— BEGIN LISTING —

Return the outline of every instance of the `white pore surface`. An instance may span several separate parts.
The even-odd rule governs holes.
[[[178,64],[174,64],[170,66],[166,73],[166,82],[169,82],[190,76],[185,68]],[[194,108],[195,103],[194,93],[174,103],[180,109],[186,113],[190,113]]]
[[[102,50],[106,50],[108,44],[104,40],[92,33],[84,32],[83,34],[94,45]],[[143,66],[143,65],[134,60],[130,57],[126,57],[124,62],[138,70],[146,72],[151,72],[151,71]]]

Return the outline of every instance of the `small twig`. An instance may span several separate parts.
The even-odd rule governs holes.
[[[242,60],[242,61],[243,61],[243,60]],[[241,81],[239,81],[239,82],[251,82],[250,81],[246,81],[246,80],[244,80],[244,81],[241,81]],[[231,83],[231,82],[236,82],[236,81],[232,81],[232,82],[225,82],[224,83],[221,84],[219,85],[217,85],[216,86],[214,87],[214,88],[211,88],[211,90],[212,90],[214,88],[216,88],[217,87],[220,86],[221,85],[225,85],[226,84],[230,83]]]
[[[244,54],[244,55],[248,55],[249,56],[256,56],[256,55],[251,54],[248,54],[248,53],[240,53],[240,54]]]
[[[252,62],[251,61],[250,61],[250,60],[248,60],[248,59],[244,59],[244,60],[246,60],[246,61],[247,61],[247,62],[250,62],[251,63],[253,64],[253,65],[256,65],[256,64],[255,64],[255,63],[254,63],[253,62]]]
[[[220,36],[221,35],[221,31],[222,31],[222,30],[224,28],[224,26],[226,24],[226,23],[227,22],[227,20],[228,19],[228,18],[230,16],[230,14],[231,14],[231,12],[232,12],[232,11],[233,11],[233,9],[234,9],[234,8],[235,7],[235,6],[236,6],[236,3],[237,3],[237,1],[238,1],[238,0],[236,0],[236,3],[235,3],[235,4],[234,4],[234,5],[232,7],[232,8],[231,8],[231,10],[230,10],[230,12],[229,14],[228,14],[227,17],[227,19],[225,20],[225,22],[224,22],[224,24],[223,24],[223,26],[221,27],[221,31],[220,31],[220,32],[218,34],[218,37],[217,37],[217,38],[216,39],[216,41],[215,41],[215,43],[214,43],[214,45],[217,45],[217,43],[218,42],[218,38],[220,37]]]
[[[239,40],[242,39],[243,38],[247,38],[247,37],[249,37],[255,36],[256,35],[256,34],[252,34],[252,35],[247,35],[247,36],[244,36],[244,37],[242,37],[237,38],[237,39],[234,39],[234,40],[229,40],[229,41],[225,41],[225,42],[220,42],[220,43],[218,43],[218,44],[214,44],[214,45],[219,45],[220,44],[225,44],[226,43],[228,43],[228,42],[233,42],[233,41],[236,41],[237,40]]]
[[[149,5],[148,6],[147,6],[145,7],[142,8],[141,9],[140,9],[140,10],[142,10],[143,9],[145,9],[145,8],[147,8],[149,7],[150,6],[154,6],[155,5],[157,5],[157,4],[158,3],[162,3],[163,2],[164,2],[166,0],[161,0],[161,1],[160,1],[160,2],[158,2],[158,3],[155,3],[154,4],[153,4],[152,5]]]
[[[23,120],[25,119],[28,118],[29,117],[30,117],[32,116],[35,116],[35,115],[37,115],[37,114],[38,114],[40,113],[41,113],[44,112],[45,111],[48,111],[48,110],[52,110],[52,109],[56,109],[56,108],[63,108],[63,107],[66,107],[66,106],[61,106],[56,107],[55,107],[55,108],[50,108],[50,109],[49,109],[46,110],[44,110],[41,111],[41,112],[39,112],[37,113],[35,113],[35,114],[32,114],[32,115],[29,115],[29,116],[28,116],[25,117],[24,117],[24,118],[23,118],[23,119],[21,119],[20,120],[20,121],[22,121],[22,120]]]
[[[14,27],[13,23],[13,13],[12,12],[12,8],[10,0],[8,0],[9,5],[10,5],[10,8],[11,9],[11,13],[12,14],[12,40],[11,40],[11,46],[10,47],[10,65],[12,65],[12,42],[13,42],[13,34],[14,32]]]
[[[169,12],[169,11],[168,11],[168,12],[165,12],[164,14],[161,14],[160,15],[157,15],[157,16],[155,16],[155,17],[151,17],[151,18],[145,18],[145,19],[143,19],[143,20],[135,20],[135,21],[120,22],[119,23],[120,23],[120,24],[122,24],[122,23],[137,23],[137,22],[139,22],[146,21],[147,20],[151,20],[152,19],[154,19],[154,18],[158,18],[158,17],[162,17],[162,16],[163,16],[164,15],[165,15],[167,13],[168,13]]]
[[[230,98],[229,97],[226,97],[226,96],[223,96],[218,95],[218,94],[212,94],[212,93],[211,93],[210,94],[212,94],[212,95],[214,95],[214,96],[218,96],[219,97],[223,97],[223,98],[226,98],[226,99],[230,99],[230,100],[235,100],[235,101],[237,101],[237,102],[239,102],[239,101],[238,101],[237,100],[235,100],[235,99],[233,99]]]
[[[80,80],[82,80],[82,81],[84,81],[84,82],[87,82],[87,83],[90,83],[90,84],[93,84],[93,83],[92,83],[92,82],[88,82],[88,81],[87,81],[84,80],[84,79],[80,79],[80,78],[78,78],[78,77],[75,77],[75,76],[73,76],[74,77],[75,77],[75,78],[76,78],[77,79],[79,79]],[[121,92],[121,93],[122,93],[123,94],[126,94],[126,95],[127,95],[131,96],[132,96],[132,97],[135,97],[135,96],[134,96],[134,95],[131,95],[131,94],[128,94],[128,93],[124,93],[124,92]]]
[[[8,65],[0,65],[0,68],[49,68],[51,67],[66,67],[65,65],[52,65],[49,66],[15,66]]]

— END LISTING —

SET TASK: Write out each line of the data above again, exactly as given.

RESPONSE TO THE EXERCISE:
Return the outline of every instance of the `white pore surface`. An instance may span several separate parts.
The even-odd rule governs holes.
[[[178,64],[174,64],[170,66],[166,73],[166,82],[169,82],[190,76],[185,68]],[[194,108],[195,103],[194,93],[174,103],[180,109],[186,113],[190,113]]]
[[[102,50],[106,50],[108,44],[104,40],[92,33],[84,32],[83,34],[94,45]],[[143,66],[143,65],[134,60],[130,57],[126,57],[124,62],[138,70],[146,72],[151,72],[151,71]]]

Return the outline of every instance of the `small twig`. An instance may span several separate parts.
The even-odd rule governs holes.
[[[242,60],[242,61],[243,61],[243,60]],[[241,81],[239,81],[239,82],[251,82],[250,81],[246,81],[246,80],[244,80],[244,81],[241,81]],[[231,83],[231,82],[236,82],[236,81],[232,81],[232,82],[225,82],[224,83],[221,84],[219,85],[217,85],[216,86],[214,87],[214,88],[211,88],[211,90],[212,90],[214,88],[216,88],[217,87],[220,86],[221,85],[225,85],[226,84],[230,83]]]
[[[244,54],[244,55],[248,55],[249,56],[256,56],[256,55],[251,54],[248,54],[248,53],[240,53],[240,54]]]
[[[252,62],[251,61],[250,61],[250,60],[248,60],[248,59],[244,59],[244,60],[246,60],[246,61],[247,61],[247,62],[250,62],[251,63],[253,64],[253,65],[256,65],[256,64],[255,64],[255,63],[254,63],[253,62]]]
[[[220,36],[221,35],[221,31],[222,31],[222,30],[224,28],[224,26],[226,24],[226,23],[227,22],[227,20],[228,19],[228,18],[230,16],[230,14],[231,14],[231,12],[232,12],[232,11],[233,11],[233,9],[234,9],[234,8],[235,7],[235,6],[236,6],[236,3],[237,3],[237,1],[238,1],[238,0],[236,0],[236,3],[235,3],[235,4],[234,4],[234,5],[232,7],[232,8],[231,8],[231,10],[230,10],[230,12],[229,14],[228,14],[227,17],[227,19],[225,20],[225,22],[224,22],[224,24],[223,24],[223,26],[221,27],[221,31],[220,31],[220,32],[218,34],[218,37],[217,37],[217,38],[216,39],[216,41],[215,41],[215,43],[214,43],[214,45],[217,45],[217,43],[218,42],[218,38],[220,37]]]
[[[239,40],[242,39],[243,38],[247,38],[247,37],[249,37],[255,36],[256,35],[256,34],[252,34],[252,35],[247,35],[247,36],[244,36],[244,37],[242,37],[237,38],[237,39],[234,39],[234,40],[229,40],[229,41],[225,41],[225,42],[220,42],[220,43],[218,43],[218,44],[214,44],[214,45],[219,45],[220,44],[225,44],[226,43],[228,43],[228,42],[233,42],[233,41],[236,41],[237,40]]]
[[[149,5],[148,6],[147,6],[145,7],[142,8],[141,9],[140,9],[140,10],[142,10],[143,9],[145,9],[145,8],[147,8],[149,7],[150,6],[154,6],[155,5],[157,5],[157,4],[158,3],[162,3],[163,2],[164,2],[166,0],[161,0],[161,1],[160,1],[160,2],[158,2],[158,3],[155,3],[154,4],[153,4],[152,5]]]
[[[23,120],[25,119],[28,118],[29,117],[30,117],[32,116],[35,116],[35,115],[37,115],[37,114],[38,114],[40,113],[41,113],[44,112],[45,111],[48,111],[48,110],[52,110],[52,109],[56,109],[56,108],[63,108],[63,107],[66,107],[66,106],[61,106],[56,107],[55,107],[55,108],[50,108],[50,109],[49,109],[46,110],[44,110],[41,111],[41,112],[39,112],[37,113],[35,113],[35,114],[32,114],[32,115],[29,115],[29,116],[28,116],[25,117],[24,117],[24,118],[23,118],[23,119],[21,119],[20,120],[20,121],[22,121],[22,120]]]
[[[14,27],[13,23],[13,13],[12,12],[12,8],[10,0],[8,0],[9,5],[10,5],[10,8],[11,9],[11,13],[12,14],[12,40],[11,40],[11,46],[10,47],[10,65],[12,65],[12,42],[13,42],[13,34],[14,32]]]
[[[169,12],[169,11],[168,11],[168,12],[165,12],[164,14],[161,14],[160,15],[157,15],[157,16],[155,16],[155,17],[151,17],[151,18],[145,18],[145,19],[143,19],[143,20],[135,20],[135,21],[120,22],[119,23],[120,23],[120,24],[122,24],[122,23],[137,23],[137,22],[139,22],[146,21],[147,20],[151,20],[152,19],[154,19],[154,18],[158,18],[158,17],[162,17],[162,16],[163,16],[164,15],[165,15],[167,13],[168,13]]]
[[[230,98],[229,97],[226,97],[226,96],[223,96],[218,95],[218,94],[212,94],[212,93],[211,93],[210,94],[212,94],[212,95],[214,95],[214,96],[218,96],[219,97],[223,97],[223,98],[226,98],[226,99],[230,99],[230,100],[235,100],[235,101],[237,101],[237,102],[239,102],[239,101],[238,101],[237,100],[235,100],[235,99],[233,99]]]
[[[80,80],[82,80],[82,81],[84,81],[84,82],[87,82],[87,83],[90,83],[90,84],[93,84],[93,83],[92,83],[92,82],[88,82],[88,81],[87,81],[84,80],[84,79],[80,79],[80,78],[78,78],[78,77],[75,77],[75,76],[73,76],[74,77],[75,77],[75,78],[76,78],[77,79],[79,79]],[[121,92],[121,93],[122,93],[123,94],[126,94],[126,95],[127,95],[131,96],[132,96],[132,97],[135,97],[135,96],[134,96],[134,95],[131,95],[131,94],[128,94],[128,93],[124,93],[124,92]]]
[[[8,65],[0,65],[0,68],[49,68],[51,67],[66,67],[65,65],[52,65],[49,66],[15,66]]]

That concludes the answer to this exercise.